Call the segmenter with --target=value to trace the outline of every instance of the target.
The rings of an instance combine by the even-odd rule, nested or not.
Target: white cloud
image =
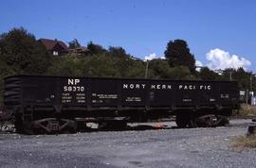
[[[165,59],[165,58],[164,58],[164,57],[156,56],[155,53],[152,53],[152,54],[150,54],[149,56],[146,56],[146,57],[144,58],[145,60],[152,60],[152,59]]]
[[[210,61],[207,66],[211,70],[224,70],[226,68],[238,69],[240,67],[247,69],[247,67],[251,65],[251,62],[245,58],[230,55],[229,52],[219,48],[212,49],[207,53],[206,59]]]

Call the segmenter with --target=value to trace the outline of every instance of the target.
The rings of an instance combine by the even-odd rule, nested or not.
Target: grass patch
[[[256,116],[256,106],[242,104],[238,113],[239,116]]]
[[[256,135],[236,137],[231,146],[239,149],[256,147]]]

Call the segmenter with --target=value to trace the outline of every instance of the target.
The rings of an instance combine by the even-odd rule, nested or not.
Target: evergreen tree
[[[164,52],[171,67],[186,66],[191,72],[195,72],[195,60],[187,42],[183,40],[170,41]]]

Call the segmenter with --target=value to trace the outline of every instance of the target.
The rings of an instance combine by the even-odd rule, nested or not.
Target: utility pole
[[[145,78],[148,78],[148,71],[149,71],[149,60],[146,61],[146,70],[145,70]]]

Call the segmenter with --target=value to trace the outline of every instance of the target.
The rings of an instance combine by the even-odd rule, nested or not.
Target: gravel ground
[[[232,120],[216,128],[0,134],[0,166],[252,168],[256,149],[231,147],[233,138],[245,135],[250,124]]]

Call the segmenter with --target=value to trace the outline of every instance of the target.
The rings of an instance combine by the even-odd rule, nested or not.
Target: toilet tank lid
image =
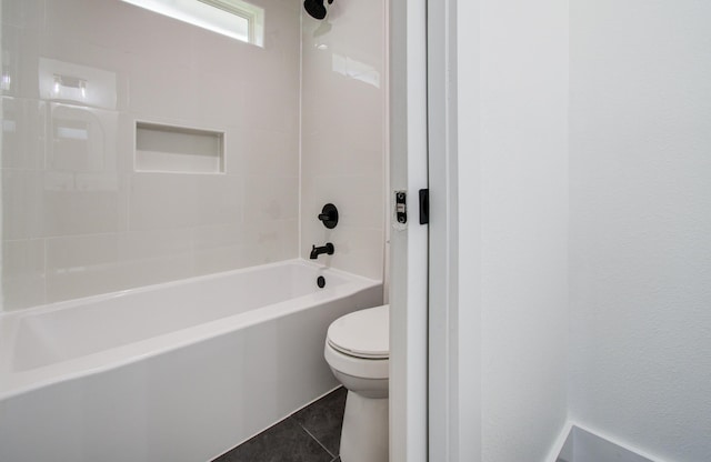
[[[353,311],[331,323],[328,342],[342,353],[358,358],[390,355],[390,305]]]

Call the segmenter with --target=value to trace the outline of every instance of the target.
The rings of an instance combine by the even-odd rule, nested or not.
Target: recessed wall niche
[[[136,171],[224,173],[224,132],[136,121]]]

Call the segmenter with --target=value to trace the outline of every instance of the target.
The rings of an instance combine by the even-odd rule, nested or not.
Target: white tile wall
[[[298,255],[300,6],[254,2],[264,48],[116,0],[1,1],[4,310]],[[51,100],[58,72],[86,99]],[[227,172],[134,172],[137,119],[226,132]]]
[[[0,1],[2,309],[328,240],[320,261],[382,277],[383,0],[339,0],[317,37],[300,0],[252,1],[264,48],[117,0]],[[87,96],[53,99],[54,73],[84,78]],[[226,173],[136,172],[136,120],[224,132]],[[316,219],[327,202],[332,231]]]
[[[339,0],[328,32],[303,13],[301,37],[301,255],[330,241],[336,253],[319,261],[374,279],[384,251],[384,10],[383,0]],[[328,202],[339,209],[333,230],[317,220]]]

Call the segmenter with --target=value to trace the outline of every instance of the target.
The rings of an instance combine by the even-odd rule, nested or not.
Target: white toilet
[[[354,311],[329,327],[323,355],[348,389],[342,462],[388,462],[390,305]]]

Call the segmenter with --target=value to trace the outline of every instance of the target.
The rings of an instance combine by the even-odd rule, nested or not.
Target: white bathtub
[[[0,314],[0,461],[211,460],[337,386],[329,323],[381,301],[292,260]]]

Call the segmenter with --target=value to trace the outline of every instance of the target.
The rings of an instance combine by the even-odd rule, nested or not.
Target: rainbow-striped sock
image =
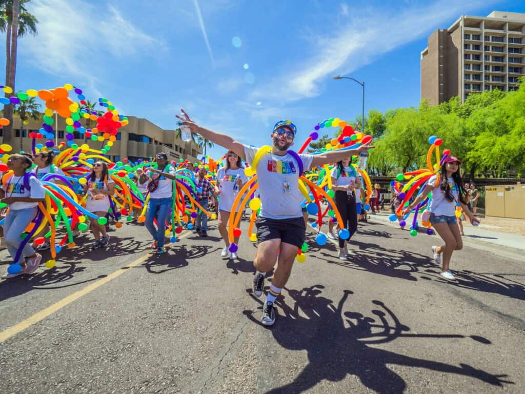
[[[266,302],[273,304],[276,298],[279,297],[279,295],[281,294],[281,290],[282,289],[276,287],[273,285],[271,285],[270,286],[270,289],[268,292],[268,294],[266,295]]]

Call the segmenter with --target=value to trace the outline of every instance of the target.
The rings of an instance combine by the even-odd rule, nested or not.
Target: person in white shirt
[[[277,268],[274,272],[271,285],[263,304],[261,323],[271,326],[275,323],[274,302],[280,294],[291,273],[299,248],[304,242],[306,226],[301,209],[304,197],[299,190],[300,173],[312,167],[333,163],[349,156],[359,155],[370,148],[363,145],[357,149],[324,152],[318,155],[298,154],[288,150],[293,144],[297,128],[290,120],[275,124],[270,135],[271,151],[244,145],[229,136],[198,126],[183,109],[182,125],[192,132],[235,152],[255,167],[261,199],[261,211],[257,219],[257,254],[254,262],[256,269],[253,294],[262,295],[266,273],[275,265],[279,251]],[[256,158],[257,160],[255,160]],[[254,165],[255,164],[255,165]]]
[[[84,185],[84,191],[87,193],[86,209],[99,217],[104,217],[111,205],[109,199],[115,193],[115,183],[109,177],[108,165],[105,162],[97,161],[93,163],[91,173]],[[90,218],[89,221],[95,237],[91,248],[106,247],[109,243],[106,226],[99,224],[97,219]]]
[[[36,177],[27,172],[33,164],[27,156],[12,154],[7,164],[13,171],[13,175],[0,189],[0,199],[9,206],[9,212],[4,223],[4,242],[14,261],[22,242],[20,235],[36,217],[38,203],[45,201],[46,191]],[[14,261],[20,264],[22,271],[8,273],[2,277],[30,274],[38,267],[41,260],[42,256],[35,252],[31,243],[27,242],[18,261]]]
[[[450,281],[455,279],[449,269],[450,257],[454,251],[461,250],[463,240],[456,216],[456,207],[459,205],[468,217],[472,225],[477,225],[479,221],[476,219],[467,206],[467,192],[463,186],[463,181],[459,172],[461,161],[454,156],[447,157],[441,166],[441,178],[439,184],[435,185],[437,175],[430,177],[426,186],[412,202],[403,210],[403,216],[417,206],[428,193],[432,193],[430,204],[430,223],[445,242],[442,246],[432,246],[432,252],[436,263],[442,264],[439,275]]]
[[[217,172],[217,187],[220,195],[219,201],[219,232],[224,240],[226,246],[220,253],[223,258],[227,258],[229,255],[228,248],[229,246],[229,239],[228,237],[227,225],[229,219],[232,206],[237,197],[240,188],[248,181],[248,177],[244,173],[244,167],[238,155],[233,151],[229,151],[226,154],[226,163]],[[235,240],[236,244],[238,244],[239,239]],[[237,258],[237,253],[232,252],[230,258]]]

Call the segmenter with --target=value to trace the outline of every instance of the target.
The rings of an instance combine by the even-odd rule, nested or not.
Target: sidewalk
[[[386,223],[399,228],[397,221],[391,222],[388,219],[389,216],[390,216],[390,213],[382,212],[375,215],[369,213],[368,221],[383,223]],[[519,261],[525,261],[525,257],[523,255],[523,252],[525,252],[525,236],[491,230],[490,228],[494,226],[484,225],[482,219],[481,219],[481,223],[478,227],[473,227],[470,224],[465,224],[464,226],[465,235],[463,237],[463,242],[465,245],[474,247],[477,245],[485,247],[478,247],[478,248],[486,248],[487,246],[491,246],[488,248],[488,250],[491,252]],[[408,227],[405,228],[408,228]],[[417,236],[428,236],[424,235],[421,232],[418,233]],[[436,236],[438,236],[436,235]],[[495,248],[496,250],[495,250]]]

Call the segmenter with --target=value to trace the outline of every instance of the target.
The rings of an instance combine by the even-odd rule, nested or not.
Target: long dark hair
[[[102,164],[102,173],[100,174],[100,180],[103,182],[106,182],[106,180],[108,178],[108,165],[104,163],[103,161],[97,161],[97,163],[100,163]],[[97,179],[97,175],[95,174],[94,167],[91,169],[91,174],[90,177],[90,180],[91,182],[94,182],[95,179]]]
[[[235,153],[235,152],[230,150],[228,151],[228,153],[226,153],[226,170],[230,169],[229,160],[228,160],[228,155],[230,154],[230,152],[232,153]],[[237,153],[235,153],[235,154],[237,154]],[[244,168],[243,167],[243,159],[240,158],[240,156],[238,155],[237,157],[237,167],[239,168]]]
[[[35,155],[35,157],[38,156],[40,156],[43,159],[45,159],[46,166],[47,167],[53,162],[53,159],[55,158],[55,152],[52,150],[49,150],[47,152],[39,152]]]
[[[466,204],[465,195],[467,192],[465,190],[463,185],[463,180],[461,178],[461,172],[459,171],[459,166],[458,165],[458,169],[455,172],[452,174],[452,179],[456,183],[456,187],[459,191],[458,195],[459,201],[463,204]],[[452,190],[450,185],[448,183],[448,179],[447,177],[447,163],[443,163],[441,166],[441,184],[440,185],[441,190],[445,192],[445,198],[447,201],[452,202],[454,201],[454,196],[452,195]]]

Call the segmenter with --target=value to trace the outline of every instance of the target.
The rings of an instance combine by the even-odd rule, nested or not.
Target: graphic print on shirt
[[[268,160],[267,169],[269,172],[276,172],[284,175],[295,174],[297,172],[295,164],[292,161]]]

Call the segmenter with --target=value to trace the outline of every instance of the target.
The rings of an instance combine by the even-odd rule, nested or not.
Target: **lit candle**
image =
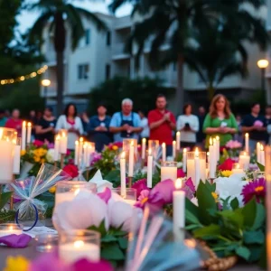
[[[54,141],[54,152],[53,152],[53,160],[54,161],[59,161],[59,156],[60,156],[60,139],[61,139],[61,136],[58,135],[55,137],[55,141]]]
[[[186,148],[183,149],[182,152],[182,171],[186,173],[186,164],[187,164],[187,150]]]
[[[247,154],[249,154],[249,135],[246,133],[245,135],[245,151]]]
[[[29,122],[27,124],[27,139],[26,139],[27,144],[30,144],[31,142],[31,132],[32,132],[32,124],[31,122]]]
[[[22,127],[22,151],[25,151],[25,143],[26,143],[26,121],[23,122]]]
[[[166,161],[166,145],[165,145],[165,143],[162,144],[162,161]]]
[[[176,141],[173,142],[173,160],[176,158]]]
[[[200,169],[200,158],[199,158],[199,150],[196,148],[195,151],[195,186],[198,188],[198,185],[200,183],[201,180],[201,169]],[[204,169],[205,171],[206,169]],[[206,175],[206,172],[204,172],[204,174]]]
[[[147,187],[153,188],[153,155],[152,155],[151,149],[149,149],[148,164],[147,164]]]
[[[141,153],[141,158],[142,160],[145,160],[145,138],[142,139],[142,153]]]
[[[180,151],[181,148],[181,132],[176,133],[176,149]]]
[[[182,181],[175,182],[176,190],[182,188]],[[173,229],[185,227],[185,192],[183,191],[173,192]]]
[[[74,243],[60,245],[59,255],[64,262],[70,264],[82,258],[90,262],[98,262],[100,257],[99,250],[99,247],[96,244],[78,240]]]
[[[129,168],[128,168],[128,176],[134,176],[134,160],[135,160],[135,146],[134,141],[131,141],[130,148],[129,148]]]
[[[123,152],[120,155],[120,193],[121,196],[126,197],[126,153]]]
[[[78,165],[79,164],[79,141],[75,141],[75,150],[74,150],[74,164]]]

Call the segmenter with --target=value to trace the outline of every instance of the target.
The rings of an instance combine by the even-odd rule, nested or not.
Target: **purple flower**
[[[136,182],[132,188],[136,190],[136,199],[140,196],[140,193],[143,190],[149,190],[146,185],[146,179],[142,179],[137,182]]]
[[[248,182],[243,187],[241,195],[243,195],[243,202],[247,204],[253,197],[256,197],[257,202],[266,197],[266,180],[259,178],[254,182]]]

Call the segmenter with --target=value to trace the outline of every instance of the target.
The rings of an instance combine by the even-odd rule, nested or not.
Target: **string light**
[[[24,81],[26,79],[34,78],[37,75],[44,73],[47,69],[48,69],[48,66],[44,65],[43,67],[40,68],[38,70],[33,71],[30,74],[22,75],[22,76],[19,76],[17,78],[11,78],[11,79],[1,79],[0,80],[0,84],[1,85],[9,85],[9,84],[14,84],[14,83],[17,83],[17,82],[22,82],[22,81]]]

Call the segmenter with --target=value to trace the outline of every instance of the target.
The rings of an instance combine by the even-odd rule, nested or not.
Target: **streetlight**
[[[42,79],[42,85],[44,87],[45,107],[47,107],[47,91],[48,91],[48,87],[51,85],[51,80],[50,79]]]
[[[266,79],[265,79],[265,75],[266,75],[266,69],[268,67],[269,62],[266,60],[259,60],[257,62],[257,67],[261,70],[261,73],[262,73],[262,90],[266,90]]]

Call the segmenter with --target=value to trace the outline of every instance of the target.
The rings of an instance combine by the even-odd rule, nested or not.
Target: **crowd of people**
[[[271,106],[266,107],[261,115],[259,103],[251,105],[251,112],[243,118],[235,117],[229,100],[221,94],[216,95],[206,114],[204,107],[198,108],[198,114],[192,114],[192,105],[186,104],[181,116],[175,118],[167,109],[165,96],[158,95],[156,108],[145,114],[143,110],[133,111],[133,101],[125,98],[119,112],[112,117],[107,114],[107,106],[99,104],[97,115],[89,117],[86,113],[78,116],[74,104],[67,105],[64,114],[57,119],[52,108],[47,107],[44,112],[31,111],[28,121],[32,122],[33,136],[40,141],[53,143],[56,133],[61,129],[68,130],[68,148],[73,150],[75,141],[85,136],[95,142],[97,151],[111,142],[120,142],[124,138],[141,138],[159,140],[167,145],[167,154],[172,154],[173,141],[176,131],[181,131],[181,146],[193,148],[196,145],[207,148],[210,136],[220,136],[220,145],[229,140],[243,141],[244,134],[249,134],[249,148],[254,150],[257,142],[270,143]],[[14,109],[12,115],[0,109],[0,126],[14,128],[20,135],[23,120],[20,111]]]

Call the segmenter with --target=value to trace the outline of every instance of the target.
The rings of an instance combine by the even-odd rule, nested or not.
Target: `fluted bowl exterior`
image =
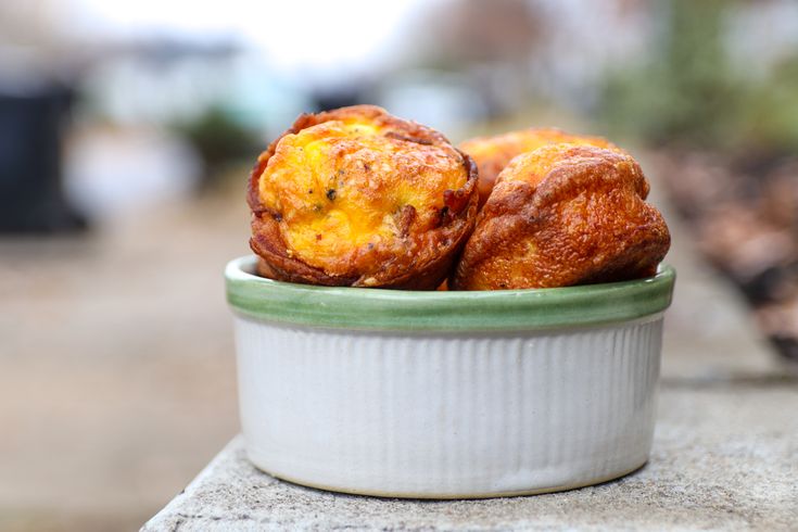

-=-=-=-=-

(Problem to solve): Render the records as a numbered list, from the start of the records through the line containing "[[[256,135],[236,137],[231,146],[239,149],[256,147]]]", both included and blank lines omitted. Leave the pictures out of the answer.

(Exercise answer):
1. Call the segmenter with --target=value to trace the outline of every instance of the target.
2. The rings of an instance combine by the even-odd rule, nested or not.
3. Target: white cloud
4. image =
5. [[[165,59],[165,58],[164,58],[164,57],[156,56],[155,53],[152,53],[152,54],[150,54],[149,56],[146,56],[146,57],[144,58],[145,60],[152,60],[152,59]]]
6. [[[210,61],[207,66],[211,70],[224,70],[226,68],[238,69],[240,67],[247,69],[247,67],[251,65],[251,62],[245,58],[230,55],[229,52],[219,48],[212,49],[207,53],[206,59]]]
7. Call the segmenter with --target=value to trace the outline of every instance of the target.
8. The rings of an instance combine by the even-odd rule, nested or not.
9. Target: grass patch
10. [[[256,116],[256,106],[242,104],[238,113],[239,116]]]
11. [[[256,135],[236,137],[231,146],[239,149],[256,147]]]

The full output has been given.